Your objective » Type out all the records word for word. Any pictures are to be left out.

Material for the task »
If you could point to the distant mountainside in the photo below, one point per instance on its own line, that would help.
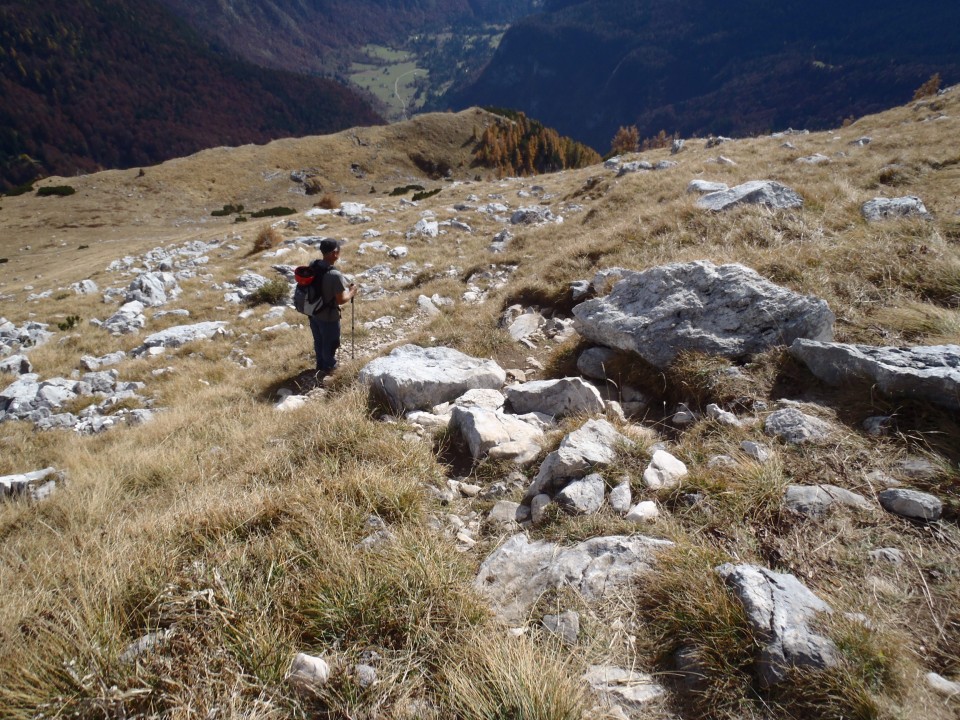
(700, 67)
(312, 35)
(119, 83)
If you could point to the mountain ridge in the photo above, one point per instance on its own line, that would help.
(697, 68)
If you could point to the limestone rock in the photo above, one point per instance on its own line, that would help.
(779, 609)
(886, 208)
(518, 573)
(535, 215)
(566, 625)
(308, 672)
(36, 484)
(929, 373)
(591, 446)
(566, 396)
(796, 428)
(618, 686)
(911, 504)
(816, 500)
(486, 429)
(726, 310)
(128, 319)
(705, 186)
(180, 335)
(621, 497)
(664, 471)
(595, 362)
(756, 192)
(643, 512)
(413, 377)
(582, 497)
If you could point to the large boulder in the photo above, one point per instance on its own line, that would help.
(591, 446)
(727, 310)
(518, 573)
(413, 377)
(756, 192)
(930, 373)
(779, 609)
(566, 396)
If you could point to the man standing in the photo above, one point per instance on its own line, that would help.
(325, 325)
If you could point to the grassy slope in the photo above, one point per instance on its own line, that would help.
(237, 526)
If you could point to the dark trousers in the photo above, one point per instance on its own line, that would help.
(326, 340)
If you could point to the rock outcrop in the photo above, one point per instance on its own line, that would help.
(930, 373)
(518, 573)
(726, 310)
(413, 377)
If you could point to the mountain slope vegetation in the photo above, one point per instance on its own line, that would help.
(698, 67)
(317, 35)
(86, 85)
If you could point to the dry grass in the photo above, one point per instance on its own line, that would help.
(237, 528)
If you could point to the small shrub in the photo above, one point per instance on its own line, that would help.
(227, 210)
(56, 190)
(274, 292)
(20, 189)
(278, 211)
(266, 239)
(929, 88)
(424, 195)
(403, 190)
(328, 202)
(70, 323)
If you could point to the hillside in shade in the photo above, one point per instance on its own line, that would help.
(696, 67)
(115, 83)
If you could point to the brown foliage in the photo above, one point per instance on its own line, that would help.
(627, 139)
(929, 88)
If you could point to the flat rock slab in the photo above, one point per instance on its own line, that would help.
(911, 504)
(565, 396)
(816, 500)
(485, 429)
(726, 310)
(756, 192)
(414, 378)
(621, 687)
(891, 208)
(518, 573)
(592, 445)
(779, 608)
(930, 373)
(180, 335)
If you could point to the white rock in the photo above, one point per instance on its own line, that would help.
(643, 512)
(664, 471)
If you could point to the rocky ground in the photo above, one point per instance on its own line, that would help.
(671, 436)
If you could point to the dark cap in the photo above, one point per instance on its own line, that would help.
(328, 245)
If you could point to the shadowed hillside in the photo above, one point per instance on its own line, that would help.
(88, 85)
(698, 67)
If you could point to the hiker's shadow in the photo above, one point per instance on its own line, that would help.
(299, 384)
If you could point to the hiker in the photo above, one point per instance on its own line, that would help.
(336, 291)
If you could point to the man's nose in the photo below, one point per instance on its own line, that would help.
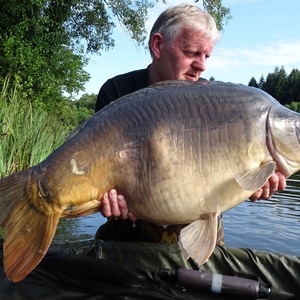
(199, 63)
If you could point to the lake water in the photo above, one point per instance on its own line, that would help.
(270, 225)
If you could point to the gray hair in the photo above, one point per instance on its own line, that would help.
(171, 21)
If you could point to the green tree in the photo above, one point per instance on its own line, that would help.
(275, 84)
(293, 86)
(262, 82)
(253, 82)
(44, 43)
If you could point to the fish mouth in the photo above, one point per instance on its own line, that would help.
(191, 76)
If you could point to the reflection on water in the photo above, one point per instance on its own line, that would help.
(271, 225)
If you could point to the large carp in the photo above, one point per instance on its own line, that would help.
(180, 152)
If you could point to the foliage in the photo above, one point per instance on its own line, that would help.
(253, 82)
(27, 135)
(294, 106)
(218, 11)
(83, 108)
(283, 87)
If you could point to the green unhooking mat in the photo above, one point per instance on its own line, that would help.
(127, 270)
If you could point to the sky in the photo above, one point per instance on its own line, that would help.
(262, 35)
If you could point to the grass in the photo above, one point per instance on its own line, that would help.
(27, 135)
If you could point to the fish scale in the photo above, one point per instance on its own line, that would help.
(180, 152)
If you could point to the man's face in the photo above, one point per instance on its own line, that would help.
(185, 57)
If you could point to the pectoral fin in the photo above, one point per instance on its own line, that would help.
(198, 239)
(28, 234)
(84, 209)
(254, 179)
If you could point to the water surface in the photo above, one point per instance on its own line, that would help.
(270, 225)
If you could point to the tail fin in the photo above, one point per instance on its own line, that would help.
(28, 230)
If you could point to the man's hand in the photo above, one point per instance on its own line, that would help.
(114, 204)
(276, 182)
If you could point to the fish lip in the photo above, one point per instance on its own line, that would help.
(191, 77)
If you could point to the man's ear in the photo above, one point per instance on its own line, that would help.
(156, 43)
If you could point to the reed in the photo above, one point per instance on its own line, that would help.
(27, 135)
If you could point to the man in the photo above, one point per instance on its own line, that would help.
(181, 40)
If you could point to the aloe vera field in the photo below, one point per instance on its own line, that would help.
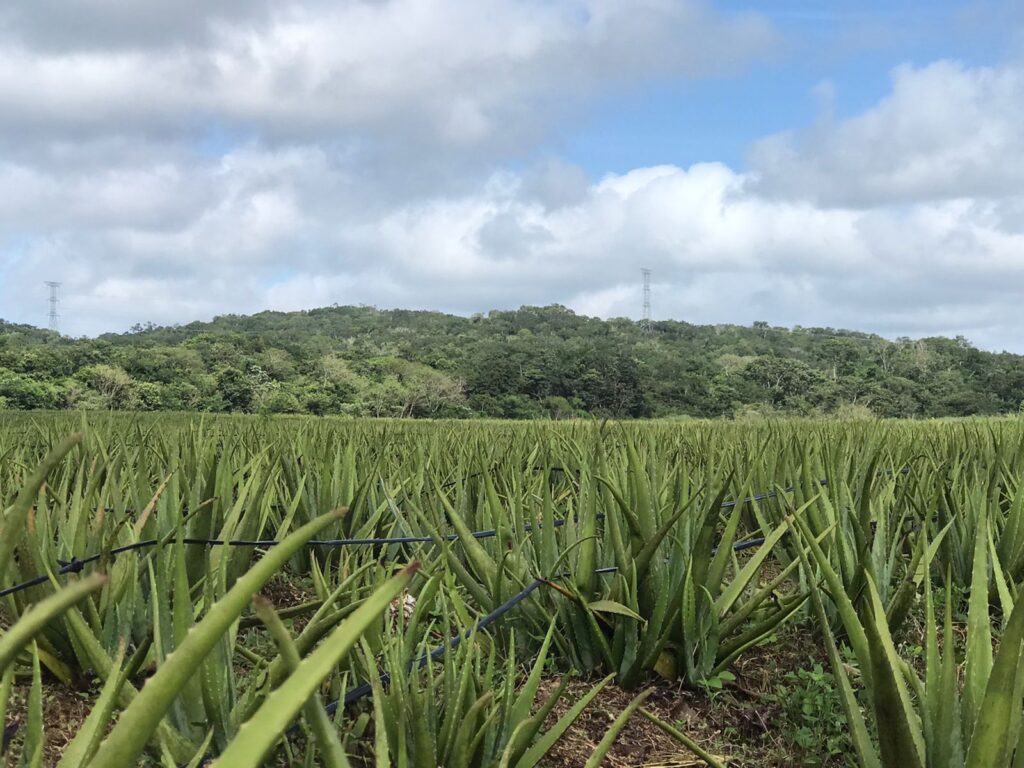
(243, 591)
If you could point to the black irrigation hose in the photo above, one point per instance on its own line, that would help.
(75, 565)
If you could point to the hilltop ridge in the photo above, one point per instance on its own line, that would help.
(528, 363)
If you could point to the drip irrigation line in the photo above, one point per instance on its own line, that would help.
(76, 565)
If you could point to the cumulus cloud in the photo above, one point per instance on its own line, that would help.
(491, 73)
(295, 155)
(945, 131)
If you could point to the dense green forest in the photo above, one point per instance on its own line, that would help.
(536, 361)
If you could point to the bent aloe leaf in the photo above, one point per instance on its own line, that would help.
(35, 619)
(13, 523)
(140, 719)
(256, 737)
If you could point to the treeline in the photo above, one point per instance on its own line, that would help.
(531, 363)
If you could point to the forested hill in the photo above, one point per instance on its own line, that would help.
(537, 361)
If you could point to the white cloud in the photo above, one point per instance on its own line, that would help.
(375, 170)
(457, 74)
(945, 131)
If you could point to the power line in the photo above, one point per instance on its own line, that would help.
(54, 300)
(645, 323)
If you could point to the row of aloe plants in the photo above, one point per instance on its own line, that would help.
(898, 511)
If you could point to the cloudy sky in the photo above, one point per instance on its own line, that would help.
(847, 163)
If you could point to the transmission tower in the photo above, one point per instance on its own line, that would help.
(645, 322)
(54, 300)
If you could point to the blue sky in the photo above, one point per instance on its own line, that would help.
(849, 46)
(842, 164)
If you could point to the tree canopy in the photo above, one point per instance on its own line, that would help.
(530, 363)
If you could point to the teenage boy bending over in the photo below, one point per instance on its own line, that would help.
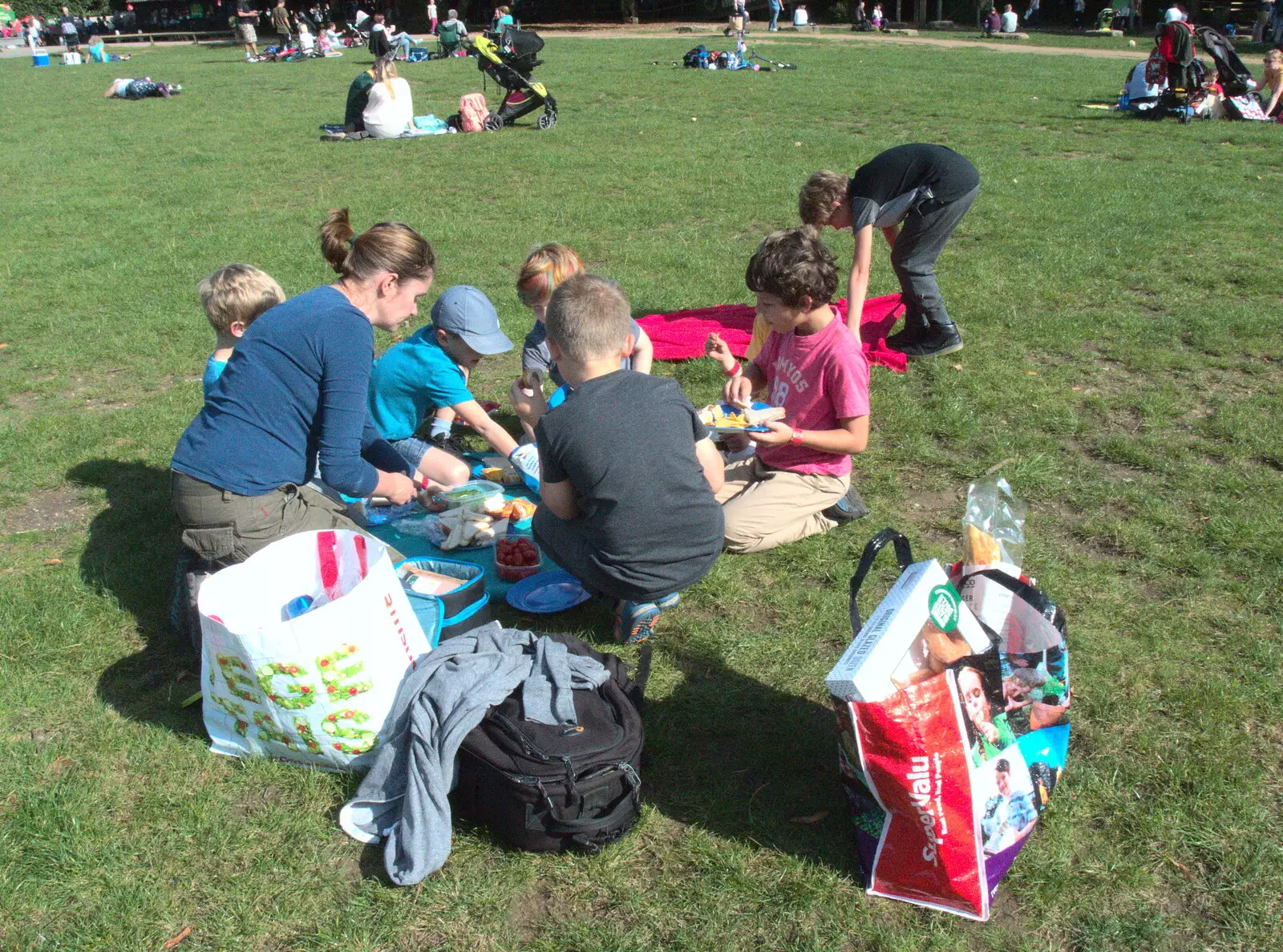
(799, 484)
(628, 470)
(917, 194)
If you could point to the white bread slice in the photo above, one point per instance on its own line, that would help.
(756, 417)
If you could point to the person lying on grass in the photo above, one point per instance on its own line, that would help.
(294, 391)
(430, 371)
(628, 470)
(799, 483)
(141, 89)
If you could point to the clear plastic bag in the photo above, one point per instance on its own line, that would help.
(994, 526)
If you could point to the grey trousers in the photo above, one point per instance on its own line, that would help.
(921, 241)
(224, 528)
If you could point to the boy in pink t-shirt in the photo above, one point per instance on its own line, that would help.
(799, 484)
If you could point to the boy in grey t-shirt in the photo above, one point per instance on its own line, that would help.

Exercise answer »
If you could point to the distant mountainside in the photo below, one point per instance on its own line, that would help.
(700, 67)
(312, 35)
(119, 83)
If you could point to the mountain ridge in the photo above, one point per instance on its own line, that would help.
(697, 68)
If you could point to the limestone rock in the photo above, one point per instance on its own line, that would help.
(779, 609)
(886, 208)
(518, 573)
(535, 215)
(566, 625)
(308, 672)
(36, 484)
(929, 373)
(591, 446)
(566, 396)
(796, 428)
(618, 686)
(911, 504)
(816, 500)
(486, 429)
(726, 310)
(128, 319)
(705, 186)
(180, 335)
(621, 497)
(664, 471)
(595, 362)
(756, 192)
(643, 512)
(413, 377)
(582, 497)
If you could point to the large boulder in the photo above, one point per instance on its own line, that would help.
(591, 446)
(727, 310)
(518, 573)
(413, 377)
(756, 192)
(930, 373)
(779, 609)
(566, 396)
If you could point to the man standing in the photo above, one point per instance on its own line, that would help.
(325, 325)
If you could point to the grassy slope in the photo above, one point per instance on its own line, that would help.
(237, 526)
If you could point to the dark trousers in the photo above, one point per instance on its own line, that would help.
(326, 340)
If you could point to the rock outcrop in the photo above, one point per instance on its own line, that would help.
(930, 373)
(518, 573)
(726, 310)
(413, 377)
If you could point to the mountain slope vegetation in the photo above, one point per instance on its own line, that would help.
(698, 67)
(317, 35)
(86, 85)
If you could point to the dry grass in the photo above, one point per instance on its own line, that would help.
(237, 528)
If you could point to the small shrub in the photo above, one point per instance on its own line, that would help.
(227, 210)
(56, 190)
(274, 292)
(20, 189)
(278, 211)
(266, 239)
(929, 88)
(424, 195)
(403, 190)
(328, 202)
(70, 323)
If you could point to the hillside in shade in the photo above, one point per instance on its own line, that would help.
(696, 67)
(115, 83)
If you could point to the brown foliage in the photo above, one point per instance on its own line, that would help.
(627, 139)
(929, 88)
If you could point to the flat rock slab in the photo above, one point per instance on its own line, that would help.
(911, 504)
(565, 396)
(816, 500)
(485, 429)
(726, 310)
(756, 192)
(414, 378)
(621, 687)
(891, 208)
(518, 573)
(592, 445)
(779, 608)
(930, 373)
(180, 335)
If you could point to the white rock in the photo above, one point per instance on its own line, that would help.
(643, 512)
(664, 471)
If you could point to the rocky ground in the photo above, one point per instance on its own line, that would help.
(671, 436)
If you could point to the dark cap in the photo above, one point per instance on its own line, that would help.
(328, 245)
If you could point to the shadowed hillside in the photo above, one point per instance on its own line, that would help.
(88, 85)
(698, 67)
If you could point to the hiker's shadow in the photo above, one point per instance on its own line, that would help.
(299, 384)
If you could point to the hiker in the photo above, one point per instance on its own line, that would help.
(336, 291)
If you could point to the man's nose in the photo below, one point per instance on its own line, that would help.
(199, 63)
If you could point to the lake water in the photo above, one point per instance on its own line, that would help.
(270, 225)
If you could point to the gray hair in the photo above, one point per instance on its own line, that would help.
(171, 21)
If you could point to the green tree in the photo above, one point per instance on its own line, that would help.
(275, 84)
(293, 86)
(262, 82)
(253, 82)
(44, 43)
If you could point to the fish mouth in the photo above, one point per instance on its own line, that would help.
(191, 76)
If you could point to the reflection on water in the photo above, one point per instance on its own line, that would help.
(271, 225)
If you could point to the large carp in the photo above, one point per instance on its own line, that would help.
(180, 152)
If you could point to the foliage in the photo above, one point per instance on its own line, that would help.
(253, 82)
(27, 135)
(294, 106)
(218, 11)
(83, 108)
(283, 87)
If you could point to the green unhooking mat in the photo above, one point per instance on its own line, that would help.
(127, 270)
If you could point to the sky in the photo above, one point per instance on its own line, that would help.
(262, 35)
If you could point to the grass in the photo above, one point per instance on its own line, that would help.
(27, 135)
If you could point to the fish scale in the photo above, one point per instance on its own line, that would help.
(180, 152)
If you could point to the man's face in the photo above, one point per instance on its own line, that would help.
(185, 57)
If you could point to the pectoral fin in the photo above, one point per instance on its own line, that would help.
(198, 239)
(28, 234)
(84, 209)
(254, 179)
If you could point to the water surface in the photo above, one point per instance on its own line, that would help.
(270, 225)
If you could point to the tail fin in the photo above, one point per instance on its own line, that would help.
(28, 230)
If you could point to the man's hand in the photo above, one point per instance on its own line, that would help.
(114, 204)
(276, 182)
If you could point to the fish lip in the photo above, one point per instance on its own line, that would help.
(191, 77)
If you could point to the man's ear in the photo above, one point per instance on its own line, that would help.
(156, 43)
If you could point to the reed in the photo above, one point per instance on its own line, that would help.
(27, 135)
If you could point to the man in the photo above, one point per instance on its own line, that would help.
(181, 40)
If you could point to the aloe vera field in the photo below, one point per instance on its own line, that would help.
(243, 591)
If you could point to the black irrigation hose in the photo above, one point per instance on its own line, that would help.
(75, 565)
If you could point to the hilltop ridge in the photo above, one point per instance on its own line, that would help.
(528, 363)
If you could point to the drip irrigation line in the photo above, one point per instance on its own line, that would help.
(76, 565)
If you could point to the cumulus cloud in the photo above, one point per instance on its own line, that would help.
(491, 73)
(295, 155)
(945, 131)
If you could point to the dense green forest in the photo above, one point per instance on its own line, that would help.
(536, 361)
If you could point to the bent aloe leaf in the photo above, one point per instance on its own line, that would help.
(35, 619)
(13, 523)
(140, 719)
(256, 737)
If you could point to the treeline in the photo above, one point per instance on its own line, that would help.
(531, 363)
If you could point to the forested hill in the photo above, one point per instance on its own line, that would help.
(537, 361)
If you could point to the white cloud in the photo above, one point per instance on its own line, that would help.
(375, 170)
(457, 74)
(945, 131)
If you could point to the power line in the photo above, one point per instance on its own line, that would help.
(54, 300)
(645, 323)
If you could point to the row of aloe plants in the photo above, one point per instance on its own line, that would help.
(898, 511)
If you could point to the cloudy sky in the photo above, one point per instance on its own line, that would help.
(847, 163)
If you could point to the transmission tower in the photo above, one point per instance on its own line, that would help.
(645, 322)
(54, 300)
If you could point to the blue sky in the photo above, one point per instance on its own line, that would help.
(849, 46)
(842, 164)
If you could point to the tree canopy in the photo above, one point per instance on its own line, that would help.
(530, 363)
If you could point to the teenage boy bending over in the photo below, one point per instance on its own line, that would help.
(799, 484)
(628, 470)
(917, 194)
If you could point to the white bread slice in the photo above, one point per instance on its own line, that would help.
(756, 417)
If you could point to the person lying on grass in the photo above, one point per instance on its own line, that would help.
(294, 391)
(430, 371)
(628, 470)
(799, 483)
(141, 89)
If you could point to the clear plastic bag in the photo above, one point per instance on its own line, that would help.
(994, 526)
If you could point to the grey trousers in the photo above, one point per instance on its own line, that would help.
(921, 241)
(224, 528)
If you could point to the boy in pink t-shirt in the photo above, one point per instance on its own line, that would help.
(799, 484)
If you could point to the boy in grey t-shirt in the photo above, one point per instance on its own line, that would help.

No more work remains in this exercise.